Records from a data source:
━━━━━━━━━━━━━━━━━━━━
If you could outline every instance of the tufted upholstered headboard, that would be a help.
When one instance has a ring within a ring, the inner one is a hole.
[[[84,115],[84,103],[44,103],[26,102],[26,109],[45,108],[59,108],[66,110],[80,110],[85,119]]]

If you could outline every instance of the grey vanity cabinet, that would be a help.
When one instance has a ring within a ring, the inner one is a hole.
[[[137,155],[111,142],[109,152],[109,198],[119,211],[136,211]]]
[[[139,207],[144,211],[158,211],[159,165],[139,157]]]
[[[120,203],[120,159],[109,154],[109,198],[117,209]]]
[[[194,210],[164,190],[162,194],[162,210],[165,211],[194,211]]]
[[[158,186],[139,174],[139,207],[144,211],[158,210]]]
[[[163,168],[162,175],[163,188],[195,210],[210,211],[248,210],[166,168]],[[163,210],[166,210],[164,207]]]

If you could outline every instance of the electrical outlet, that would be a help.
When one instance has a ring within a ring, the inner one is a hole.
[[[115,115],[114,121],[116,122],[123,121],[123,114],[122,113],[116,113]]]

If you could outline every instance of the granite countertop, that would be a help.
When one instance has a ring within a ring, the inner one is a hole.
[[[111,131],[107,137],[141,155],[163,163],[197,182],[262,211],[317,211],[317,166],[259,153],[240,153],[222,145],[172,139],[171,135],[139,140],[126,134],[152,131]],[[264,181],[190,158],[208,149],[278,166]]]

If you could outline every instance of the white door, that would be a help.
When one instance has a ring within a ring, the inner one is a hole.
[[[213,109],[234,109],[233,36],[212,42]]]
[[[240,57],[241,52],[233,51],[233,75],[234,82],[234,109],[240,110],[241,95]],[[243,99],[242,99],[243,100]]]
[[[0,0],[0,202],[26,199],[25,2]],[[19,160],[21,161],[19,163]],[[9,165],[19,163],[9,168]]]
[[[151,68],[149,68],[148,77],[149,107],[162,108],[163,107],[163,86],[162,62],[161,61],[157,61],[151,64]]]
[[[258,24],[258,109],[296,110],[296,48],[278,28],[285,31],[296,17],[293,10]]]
━━━━━━━━━━━━━━━━━━━━
> **WHAT IS REQUIRED**
Please put everything from the line containing "If you could outline every instance of the white" down to the line containing "[[[213,109],[234,109],[233,36],[212,42]]]", both of those lines included, into a JSON list of strings with one string per line. Leave out any blank lines.

> **COMPLETED TASK**
[
  "If you could outline every instance of the white door, that would be a help.",
  "When one instance has a ring within a ring, the inner one is a hole.",
  "[[[213,109],[234,109],[233,36],[212,42]]]"
]